DOCUMENT PASSAGE:
((

From owner-cvs-all@FreeBSD.ORG  Mon Jul  7 20:42:27 2008
Return-Path: <owner-cvs-all@FreeBSD.ORG>
Delivered-To: cvs-all@FreeBSD.org
Received: from mx1.freebsd.org (mx1.freebsd.org [IPv6:2001:4f8:fff6::34])
	by hub.freebsd.org (Postfix) with ESMTP id 0E8231065678
	for <cvs-all@FreeBSD.org>; Mon,  7 Jul 2008 20:42:27 +0000 (UTC)
	(envelope-from julian@elischer.org)
Received: from outQ.internet-mail-service.net (outq.internet-mail-service.net
	[216.240.47.240])
	by mx1.freebsd.org (Postfix) with ESMTP id E654B8FC29
	for <cvs-all@FreeBSD.org>; Mon,  7 Jul 2008 20:42:26 +0000 (UTC)
	(envelope-from julian@elischer.org)
Received: from idiom.com (mx0.idiom.com [216.240.32.160])
	by out.internet-mail-service.net (Postfix) with ESMTP id 82A7B23F9;
	Mon,  7 Jul 2008 13:28:10 -0700 (PDT)

))

EXERCISE REQUIREMENTS:
Give again the part of the mail header that opens with the words containing "by mx1.freebsd.org (Postfix)" and closes with "idiom.com (mx0.idiom.com [216.240.32.160])", substituting "Sendmail" for "Postfix".

DATASET EXCERPT:
((

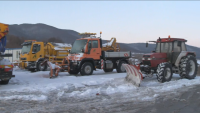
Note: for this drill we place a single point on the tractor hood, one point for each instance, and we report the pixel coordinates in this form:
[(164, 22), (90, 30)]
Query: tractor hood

))

THE REPLY:
by mx1.freebsd.org (Sendmail) with ESMTP id E654B8FC29
	for <cvs-all@FreeBSD.org>; Mon,  7 Jul 2008 20:42:26 +0000 (UTC)
	(envelope-from julian@elischer.org)
Received: from idiom.com (mx0.idiom.com [216.240.32.160])